EXERCISE OBJECTIVE – For this exercise, repeat exactly the lines below starting at the line holding "Locate the dark gray" and ending at the line holding "Locate the turtle head", both included, with no extra lines and no pictures.

Segment Open

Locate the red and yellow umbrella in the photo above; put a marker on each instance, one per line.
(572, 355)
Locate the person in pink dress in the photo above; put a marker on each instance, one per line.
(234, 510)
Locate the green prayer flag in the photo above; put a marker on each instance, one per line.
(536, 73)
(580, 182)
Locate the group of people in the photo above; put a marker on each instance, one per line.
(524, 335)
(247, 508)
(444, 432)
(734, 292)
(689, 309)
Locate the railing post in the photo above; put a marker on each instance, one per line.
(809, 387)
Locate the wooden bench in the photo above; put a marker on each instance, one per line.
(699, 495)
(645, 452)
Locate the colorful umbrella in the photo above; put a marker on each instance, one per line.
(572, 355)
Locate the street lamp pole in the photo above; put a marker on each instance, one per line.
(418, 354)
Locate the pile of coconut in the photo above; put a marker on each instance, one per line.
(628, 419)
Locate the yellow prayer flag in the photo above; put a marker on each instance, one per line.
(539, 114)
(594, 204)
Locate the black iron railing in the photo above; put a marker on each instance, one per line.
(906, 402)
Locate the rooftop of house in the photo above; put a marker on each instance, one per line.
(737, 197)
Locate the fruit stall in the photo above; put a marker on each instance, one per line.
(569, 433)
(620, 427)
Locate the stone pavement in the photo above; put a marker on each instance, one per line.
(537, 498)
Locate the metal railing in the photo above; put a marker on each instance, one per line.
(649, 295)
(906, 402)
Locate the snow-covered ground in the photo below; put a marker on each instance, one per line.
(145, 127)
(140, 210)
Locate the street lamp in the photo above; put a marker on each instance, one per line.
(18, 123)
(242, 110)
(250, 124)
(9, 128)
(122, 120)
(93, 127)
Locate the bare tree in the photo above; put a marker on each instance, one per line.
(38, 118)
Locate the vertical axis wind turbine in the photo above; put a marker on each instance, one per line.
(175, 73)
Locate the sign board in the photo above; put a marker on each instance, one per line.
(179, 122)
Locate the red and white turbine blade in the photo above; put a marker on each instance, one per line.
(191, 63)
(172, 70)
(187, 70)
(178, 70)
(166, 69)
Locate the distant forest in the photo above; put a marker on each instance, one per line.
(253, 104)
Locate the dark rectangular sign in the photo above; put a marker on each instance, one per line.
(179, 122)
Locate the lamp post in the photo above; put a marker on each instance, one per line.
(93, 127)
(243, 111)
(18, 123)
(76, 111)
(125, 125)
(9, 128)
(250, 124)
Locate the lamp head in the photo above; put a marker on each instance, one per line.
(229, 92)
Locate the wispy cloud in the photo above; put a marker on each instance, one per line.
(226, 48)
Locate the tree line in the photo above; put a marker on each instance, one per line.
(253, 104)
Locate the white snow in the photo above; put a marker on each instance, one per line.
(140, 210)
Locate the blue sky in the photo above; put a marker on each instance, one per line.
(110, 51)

Segment Closed
Segment Open

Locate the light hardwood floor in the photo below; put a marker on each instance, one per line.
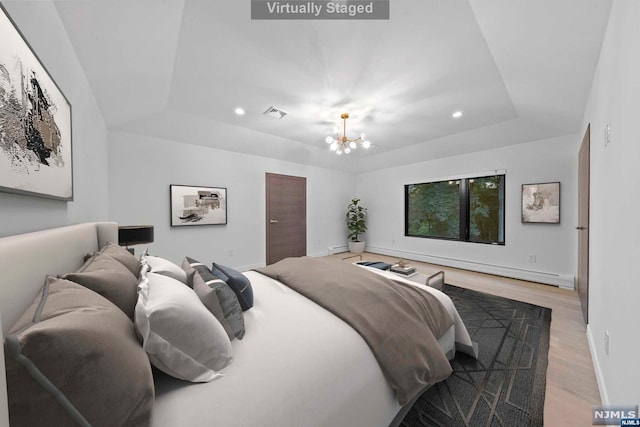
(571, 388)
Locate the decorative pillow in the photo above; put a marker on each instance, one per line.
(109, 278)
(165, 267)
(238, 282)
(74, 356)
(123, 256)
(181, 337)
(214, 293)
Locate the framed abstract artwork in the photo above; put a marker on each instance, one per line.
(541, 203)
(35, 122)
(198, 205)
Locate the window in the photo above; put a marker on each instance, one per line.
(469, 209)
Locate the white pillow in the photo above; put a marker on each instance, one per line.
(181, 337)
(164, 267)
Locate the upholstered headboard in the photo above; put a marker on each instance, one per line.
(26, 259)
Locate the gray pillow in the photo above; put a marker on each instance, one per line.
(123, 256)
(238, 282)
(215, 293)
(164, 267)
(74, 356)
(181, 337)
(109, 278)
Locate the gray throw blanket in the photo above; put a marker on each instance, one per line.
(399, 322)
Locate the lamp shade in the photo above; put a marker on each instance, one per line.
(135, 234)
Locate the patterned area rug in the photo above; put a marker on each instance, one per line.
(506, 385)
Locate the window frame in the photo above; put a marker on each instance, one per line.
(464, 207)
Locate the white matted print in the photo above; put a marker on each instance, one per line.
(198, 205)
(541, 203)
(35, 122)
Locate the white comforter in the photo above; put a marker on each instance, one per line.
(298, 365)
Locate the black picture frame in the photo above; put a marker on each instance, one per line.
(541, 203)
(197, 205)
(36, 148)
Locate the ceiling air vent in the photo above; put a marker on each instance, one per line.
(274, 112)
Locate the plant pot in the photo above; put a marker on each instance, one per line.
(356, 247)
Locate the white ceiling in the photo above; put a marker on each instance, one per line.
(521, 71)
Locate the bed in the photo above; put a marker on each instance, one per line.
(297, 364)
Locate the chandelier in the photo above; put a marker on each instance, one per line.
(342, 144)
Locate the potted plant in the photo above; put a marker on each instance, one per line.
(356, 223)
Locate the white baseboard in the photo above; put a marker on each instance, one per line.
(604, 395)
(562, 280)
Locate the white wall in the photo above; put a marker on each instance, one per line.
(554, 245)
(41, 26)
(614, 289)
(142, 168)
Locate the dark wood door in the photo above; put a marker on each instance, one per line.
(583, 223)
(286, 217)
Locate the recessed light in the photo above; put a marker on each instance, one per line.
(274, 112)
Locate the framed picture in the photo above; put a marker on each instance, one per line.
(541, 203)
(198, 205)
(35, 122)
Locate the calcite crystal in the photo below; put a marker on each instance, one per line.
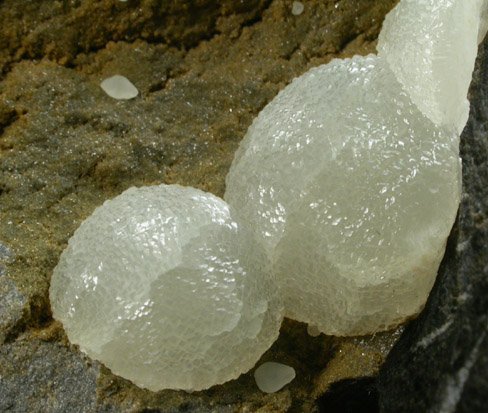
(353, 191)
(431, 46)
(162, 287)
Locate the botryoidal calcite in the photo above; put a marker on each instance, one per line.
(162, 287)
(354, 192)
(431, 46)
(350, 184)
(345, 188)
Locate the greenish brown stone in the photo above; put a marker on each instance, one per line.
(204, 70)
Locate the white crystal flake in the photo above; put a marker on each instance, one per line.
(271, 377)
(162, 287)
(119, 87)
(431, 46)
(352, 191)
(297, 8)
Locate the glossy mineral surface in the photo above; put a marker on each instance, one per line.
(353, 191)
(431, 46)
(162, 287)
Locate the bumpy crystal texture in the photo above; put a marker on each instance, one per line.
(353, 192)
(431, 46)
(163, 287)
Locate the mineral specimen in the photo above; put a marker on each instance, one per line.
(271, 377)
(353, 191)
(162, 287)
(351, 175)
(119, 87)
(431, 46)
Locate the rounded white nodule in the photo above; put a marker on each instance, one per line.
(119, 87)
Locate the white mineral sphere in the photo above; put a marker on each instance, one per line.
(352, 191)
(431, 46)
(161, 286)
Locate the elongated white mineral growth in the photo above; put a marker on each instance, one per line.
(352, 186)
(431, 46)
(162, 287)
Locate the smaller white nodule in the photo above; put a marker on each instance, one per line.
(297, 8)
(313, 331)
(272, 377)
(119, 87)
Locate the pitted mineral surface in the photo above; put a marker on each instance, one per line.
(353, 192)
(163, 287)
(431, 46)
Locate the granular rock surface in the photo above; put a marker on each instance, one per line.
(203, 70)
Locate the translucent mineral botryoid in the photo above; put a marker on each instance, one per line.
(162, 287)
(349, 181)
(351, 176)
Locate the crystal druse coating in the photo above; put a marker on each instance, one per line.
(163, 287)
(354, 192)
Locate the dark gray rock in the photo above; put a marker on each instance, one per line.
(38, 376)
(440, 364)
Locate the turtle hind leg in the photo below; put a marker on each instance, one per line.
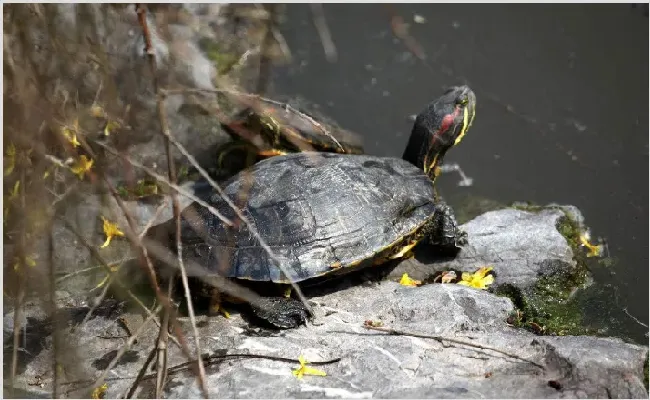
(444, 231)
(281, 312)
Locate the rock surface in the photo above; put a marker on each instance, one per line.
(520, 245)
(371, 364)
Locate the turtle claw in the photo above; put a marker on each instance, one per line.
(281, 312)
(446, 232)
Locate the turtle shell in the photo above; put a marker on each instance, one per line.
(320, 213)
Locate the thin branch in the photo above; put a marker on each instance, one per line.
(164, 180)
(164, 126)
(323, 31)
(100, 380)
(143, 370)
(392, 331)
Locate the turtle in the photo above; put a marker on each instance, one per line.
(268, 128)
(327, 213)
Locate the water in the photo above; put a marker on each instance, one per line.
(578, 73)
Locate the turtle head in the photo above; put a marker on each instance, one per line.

Segment Closed

FINISHED TASK –
Locate the dark gray rock in the photo above; put a marker on each instance, one per line.
(38, 376)
(440, 364)
Locate the turtle hind leg in the photo below; put a marker on each instance, one per line.
(444, 231)
(281, 312)
Locate the rock surface in the photo above; put a marker on each instance, one per line.
(520, 245)
(371, 364)
Locate the turtle claw in the photo above; put a marker on each instance, one per line.
(281, 312)
(446, 232)
Locate the turtle shell in the photo above; put a marker on each instance, one per line.
(320, 213)
Locate the thin branch in the photo above; put a marker on each instance, one per line.
(164, 180)
(164, 126)
(323, 31)
(100, 380)
(143, 370)
(392, 331)
Locate the turtle in the photo above; put a marker on each instance, one per line.
(268, 128)
(327, 213)
Locate the water in the photo above; put a marker on each instance, one per line.
(578, 73)
Locate the turtle head in the photo above; put a marker on each instance, one per line.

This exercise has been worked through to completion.